MATERIAL -
* start *
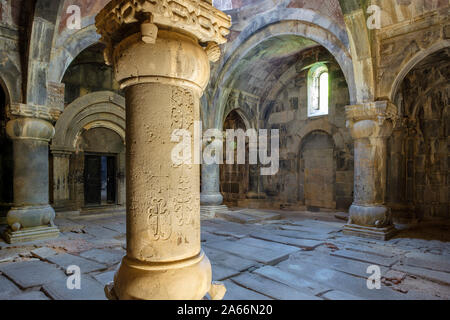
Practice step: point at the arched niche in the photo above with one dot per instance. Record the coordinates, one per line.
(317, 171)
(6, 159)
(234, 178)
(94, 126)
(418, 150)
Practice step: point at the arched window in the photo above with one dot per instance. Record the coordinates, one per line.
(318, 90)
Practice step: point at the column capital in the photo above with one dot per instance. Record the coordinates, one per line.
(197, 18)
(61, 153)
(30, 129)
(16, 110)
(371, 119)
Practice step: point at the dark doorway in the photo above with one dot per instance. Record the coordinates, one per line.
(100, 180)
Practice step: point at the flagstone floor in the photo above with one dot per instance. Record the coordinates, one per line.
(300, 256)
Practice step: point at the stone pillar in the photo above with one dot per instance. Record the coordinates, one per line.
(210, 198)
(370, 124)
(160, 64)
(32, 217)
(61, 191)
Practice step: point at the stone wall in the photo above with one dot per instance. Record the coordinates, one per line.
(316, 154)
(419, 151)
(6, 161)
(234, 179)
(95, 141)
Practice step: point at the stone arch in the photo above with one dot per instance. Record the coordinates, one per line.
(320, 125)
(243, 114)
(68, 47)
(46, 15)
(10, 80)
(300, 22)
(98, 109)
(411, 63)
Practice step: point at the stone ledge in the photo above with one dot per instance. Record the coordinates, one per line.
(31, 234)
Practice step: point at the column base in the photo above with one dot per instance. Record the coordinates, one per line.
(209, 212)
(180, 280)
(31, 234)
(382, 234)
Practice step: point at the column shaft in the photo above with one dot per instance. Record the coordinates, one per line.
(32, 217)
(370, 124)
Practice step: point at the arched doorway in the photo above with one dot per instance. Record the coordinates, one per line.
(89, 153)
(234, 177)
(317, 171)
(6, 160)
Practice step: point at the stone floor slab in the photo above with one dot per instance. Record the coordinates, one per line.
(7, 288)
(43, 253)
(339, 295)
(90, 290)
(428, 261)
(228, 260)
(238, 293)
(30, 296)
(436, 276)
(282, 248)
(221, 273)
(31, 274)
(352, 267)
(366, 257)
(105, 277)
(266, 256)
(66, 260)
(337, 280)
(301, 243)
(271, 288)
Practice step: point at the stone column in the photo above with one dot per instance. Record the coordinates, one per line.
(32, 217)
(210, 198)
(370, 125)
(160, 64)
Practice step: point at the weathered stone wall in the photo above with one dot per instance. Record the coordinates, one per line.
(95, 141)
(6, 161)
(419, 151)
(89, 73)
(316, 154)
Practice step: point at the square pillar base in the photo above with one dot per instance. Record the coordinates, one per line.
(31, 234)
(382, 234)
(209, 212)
* end *
* start *
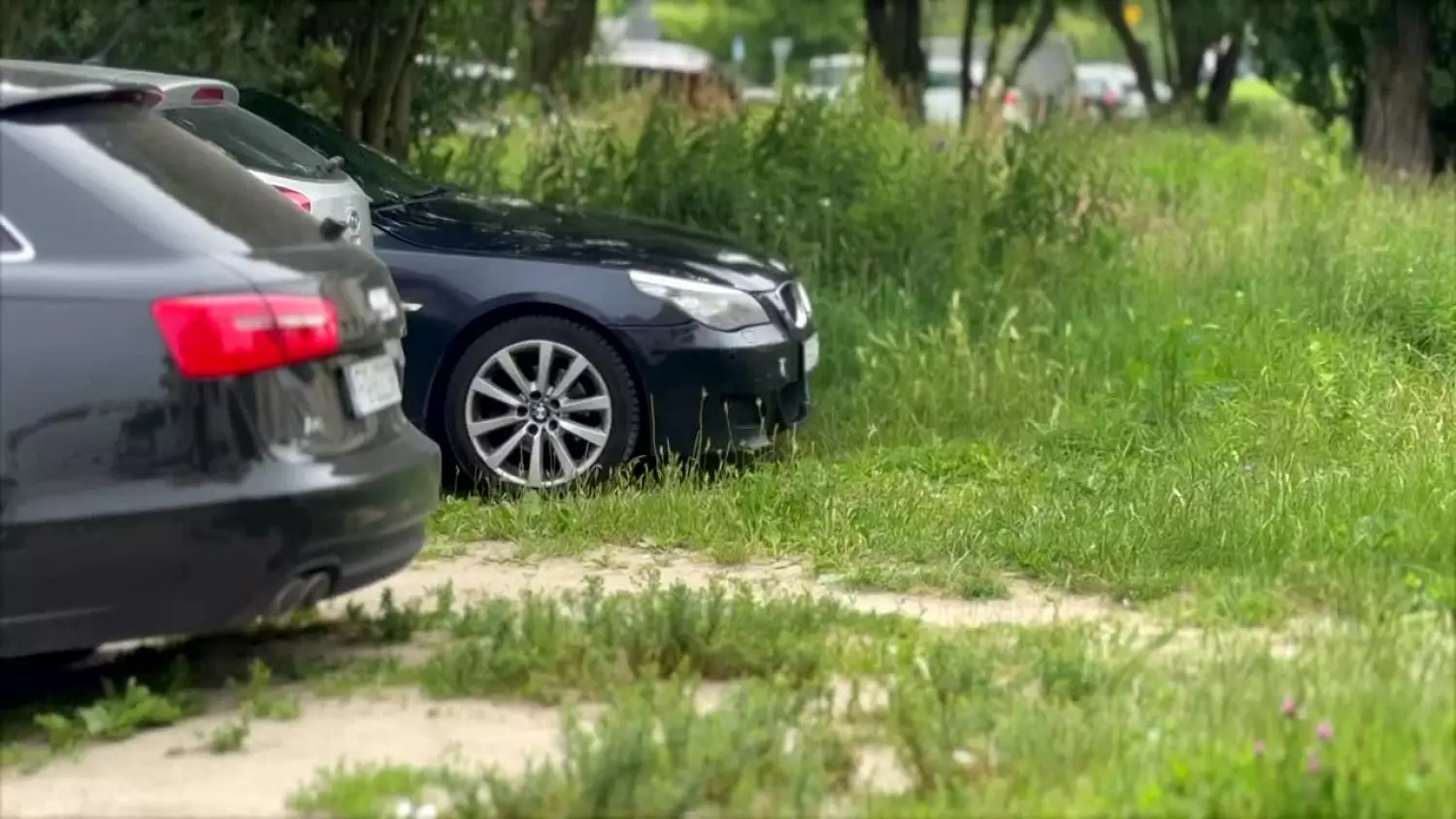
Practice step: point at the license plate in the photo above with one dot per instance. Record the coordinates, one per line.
* end *
GIVEN REQUEST -
Count the lines in the material that contain the string "wall", treating uppercase and lowercase as different, and reply with only that number.

TASK RESPONSE -
2